[Description of the task] Repeat the data below exactly, dropping any pictures it holds.

··· Extracted information ···

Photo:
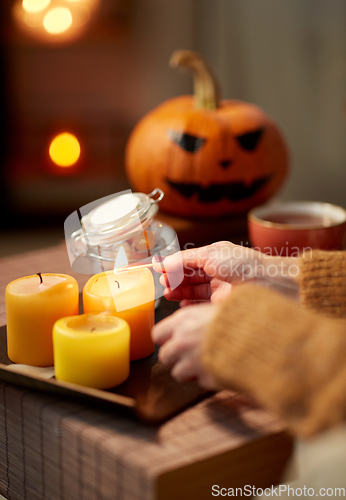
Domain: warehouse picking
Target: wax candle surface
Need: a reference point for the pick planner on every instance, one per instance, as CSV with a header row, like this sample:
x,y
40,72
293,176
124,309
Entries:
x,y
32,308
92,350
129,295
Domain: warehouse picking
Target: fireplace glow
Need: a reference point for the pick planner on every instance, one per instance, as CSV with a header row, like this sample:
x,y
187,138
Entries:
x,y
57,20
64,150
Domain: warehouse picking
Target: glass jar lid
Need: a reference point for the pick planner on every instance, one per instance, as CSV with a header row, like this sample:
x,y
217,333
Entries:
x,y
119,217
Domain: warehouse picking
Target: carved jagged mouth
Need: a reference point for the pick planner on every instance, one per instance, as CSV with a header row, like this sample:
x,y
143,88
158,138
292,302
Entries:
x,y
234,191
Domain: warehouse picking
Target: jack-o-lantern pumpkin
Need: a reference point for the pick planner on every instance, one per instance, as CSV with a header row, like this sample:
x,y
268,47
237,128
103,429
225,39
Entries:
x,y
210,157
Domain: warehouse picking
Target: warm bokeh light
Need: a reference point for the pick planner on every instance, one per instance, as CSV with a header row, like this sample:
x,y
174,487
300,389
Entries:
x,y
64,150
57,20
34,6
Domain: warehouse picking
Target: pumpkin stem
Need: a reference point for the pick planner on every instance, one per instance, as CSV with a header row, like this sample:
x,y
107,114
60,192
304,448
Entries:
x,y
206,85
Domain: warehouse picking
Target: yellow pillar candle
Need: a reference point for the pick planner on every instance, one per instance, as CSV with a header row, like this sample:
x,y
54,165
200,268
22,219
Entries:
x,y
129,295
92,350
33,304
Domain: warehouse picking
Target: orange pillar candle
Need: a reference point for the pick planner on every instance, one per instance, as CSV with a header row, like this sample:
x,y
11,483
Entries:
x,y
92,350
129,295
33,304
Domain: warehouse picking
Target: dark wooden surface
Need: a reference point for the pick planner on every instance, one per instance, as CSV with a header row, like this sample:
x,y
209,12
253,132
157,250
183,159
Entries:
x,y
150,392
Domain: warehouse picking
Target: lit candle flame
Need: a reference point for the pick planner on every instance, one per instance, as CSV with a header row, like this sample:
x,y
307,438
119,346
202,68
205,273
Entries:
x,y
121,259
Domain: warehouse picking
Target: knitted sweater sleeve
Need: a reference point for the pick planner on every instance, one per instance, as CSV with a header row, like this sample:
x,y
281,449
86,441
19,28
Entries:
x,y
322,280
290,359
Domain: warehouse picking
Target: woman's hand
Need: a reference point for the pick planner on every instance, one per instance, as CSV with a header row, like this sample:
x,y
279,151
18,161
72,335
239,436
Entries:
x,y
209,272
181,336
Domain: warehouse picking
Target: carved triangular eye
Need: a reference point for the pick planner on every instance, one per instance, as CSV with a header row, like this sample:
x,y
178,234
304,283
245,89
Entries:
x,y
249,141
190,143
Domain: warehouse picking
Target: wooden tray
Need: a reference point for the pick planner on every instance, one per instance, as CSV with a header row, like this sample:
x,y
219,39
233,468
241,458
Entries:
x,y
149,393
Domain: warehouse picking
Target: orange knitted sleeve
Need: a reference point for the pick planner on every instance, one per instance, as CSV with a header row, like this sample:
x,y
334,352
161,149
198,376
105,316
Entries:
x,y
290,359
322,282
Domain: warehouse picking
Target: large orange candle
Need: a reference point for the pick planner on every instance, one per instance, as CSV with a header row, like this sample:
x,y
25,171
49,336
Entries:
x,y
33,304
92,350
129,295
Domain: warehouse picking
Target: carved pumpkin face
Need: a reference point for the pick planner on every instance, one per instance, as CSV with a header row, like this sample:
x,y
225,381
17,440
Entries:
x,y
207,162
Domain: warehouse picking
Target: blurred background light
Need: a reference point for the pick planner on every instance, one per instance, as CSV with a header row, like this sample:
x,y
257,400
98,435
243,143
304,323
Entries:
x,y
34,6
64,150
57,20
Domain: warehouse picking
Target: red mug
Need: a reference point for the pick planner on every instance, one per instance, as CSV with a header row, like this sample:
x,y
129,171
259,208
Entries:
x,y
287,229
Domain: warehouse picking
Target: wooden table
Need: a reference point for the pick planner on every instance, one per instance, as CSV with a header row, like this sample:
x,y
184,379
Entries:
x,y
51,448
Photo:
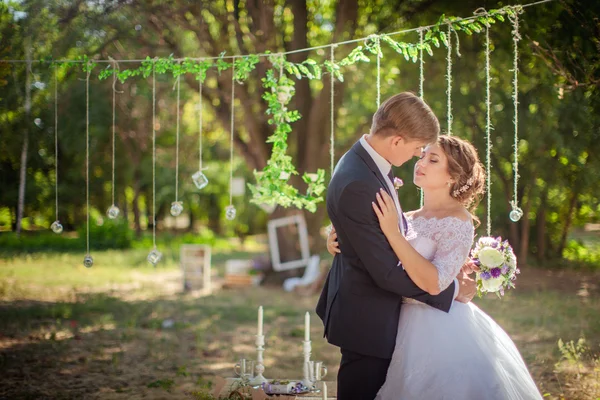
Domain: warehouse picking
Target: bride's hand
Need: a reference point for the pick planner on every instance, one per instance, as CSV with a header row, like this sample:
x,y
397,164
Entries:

···

[Answer for this exercise]
Photo:
Domain: warehouse picking
Target: wax candle surface
Need: a reference point for the pick planner on every instance, one per instance, as CSV with a header row, like this sample:
x,y
40,72
293,176
124,309
Entries:
x,y
32,308
92,350
129,295
Domain: warehouse picking
Target: fireplace glow
Need: a reference point for the pick planner on every instance, one per instance, as CSV with a header row, like this sample:
x,y
187,138
Entries:
x,y
57,20
64,150
Domain: warehouse picking
Target: glass jar lid
Need: a reference point for the pick planner on every instance, one per instance, as CSV with a header row, like this sample:
x,y
217,333
Entries:
x,y
119,217
Domain: warehouse picking
Target: carved jagged mouth
Need: a reference point for the pick planner on every instance, one per instance, as CSV with a header row, like this sample:
x,y
143,88
158,138
292,302
Entries:
x,y
234,191
Domain: warehouse picking
Target: jack-o-lantern pumpkin
Need: a reference point for the pick planner on every instance, one per instance, as CSV with a header row, like this sample:
x,y
268,47
237,128
103,429
225,39
Entries:
x,y
210,157
Domain: warehouse picking
Target: warm bokeh light
Need: a reference point for the pick planner on every instance, one per instance, as CSV with a header row, like this sample:
x,y
174,487
300,389
Entries:
x,y
64,150
57,20
34,6
Domain: warehouse picking
Target: pumpkin stem
Need: a reference point for the pick planner on every instance, one per instance, as CSV with a header row, like this sample:
x,y
107,114
60,192
304,448
Entries:
x,y
206,85
Domain: warehouse picking
Target: yellow pillar candle
Need: a reference point for the pick planner on every instance, one per instance, as CSV with a header row, like this sample:
x,y
54,165
200,268
22,219
Entries:
x,y
129,295
92,350
33,304
Domain: warehouse picking
Target: orange pillar candle
Need: a reference point for the pick planner on every instance, one per instance, as CSV with a header row, like this sample:
x,y
11,483
Entries:
x,y
92,350
129,295
33,304
Domain: warehouse picking
Target: dark wooden surface
Need: a reference point for the pick planner on every instance, one per instance, as CSV with a header row, like this sample:
x,y
209,12
253,132
157,250
183,159
Entries:
x,y
150,392
Domain: warehouse picking
Target: lit candle flame
Need: a reference point for the pick planner on every instance, one per instance, as CSV with a header row, like this sample:
x,y
307,438
119,346
202,68
205,273
Entries:
x,y
121,259
Domain: warehouse picking
Target: knitted sweater sleeve
Need: a reference point for the pick planner on every instance, one per instance, as CSV with a header row, like this sample:
x,y
281,449
86,441
19,28
Entries:
x,y
322,280
290,359
Domain: warehouse picking
Target: woman's hand
Need: a reference point for the pick planner on every instance, one per instance, as CSV with a header row, like this sample:
x,y
279,151
18,161
72,335
239,436
Entries:
x,y
209,272
181,336
Domain: warehouse picking
Target: carved triangular eye
Need: a reference point for the pick planner on every instance, one per instance, as CSV with a header row, like this sample:
x,y
178,234
304,283
245,89
Entries:
x,y
249,141
190,143
Domain: warehouse picking
Target: wooden tray
Need: a reference point for the pick planner on every instance, one per instance, as CSV with a header row, like this sample:
x,y
219,39
233,468
241,458
Entries:
x,y
149,393
Domain: warehouse picking
Target: orange knitted sleeve
Need: a reference point for the pick planner on every instance, one per instance, as CSV with a header row, like this sample:
x,y
334,352
161,149
198,376
105,316
Entries:
x,y
290,359
322,282
Domain: warehouse picking
Target: large orange candle
Need: a reference point for the pick planner on every instance, one per instance, as CSV with a header row, like this sample:
x,y
25,171
49,336
Entries:
x,y
33,304
92,350
129,295
Domain: warehouse picking
Target: carved pumpkin face
Need: a reference point for the pick planner on every instance, one per instance, as CSV with a header row, like this sample:
x,y
225,381
17,440
Entries:
x,y
207,162
Domain: warehouse picking
Target: blurred background light
Need: a reference point for the pick planner on every instance, one per instance, as CSV with a header row, like this sample:
x,y
257,400
98,435
243,143
304,323
Entries:
x,y
34,6
64,150
57,20
Domain: warehouse picking
Target: red mug
Need: a reference point for the pick planner on every instance, one per instance, as CSV with a header row, like this sample:
x,y
129,171
259,208
Entries:
x,y
287,229
Domain: warehouse picking
Target: wooden table
Need: a reference point for the pick planner on every instance, one per instance, as CSV with a header row, like this sample:
x,y
184,379
Entries:
x,y
51,448
Photo:
Domain: warehouse picking
Target: bride's hand
Need: a reference point for the pick planner on every instance, one per instance, as CSV with a header row, like this sample:
x,y
397,164
Entries:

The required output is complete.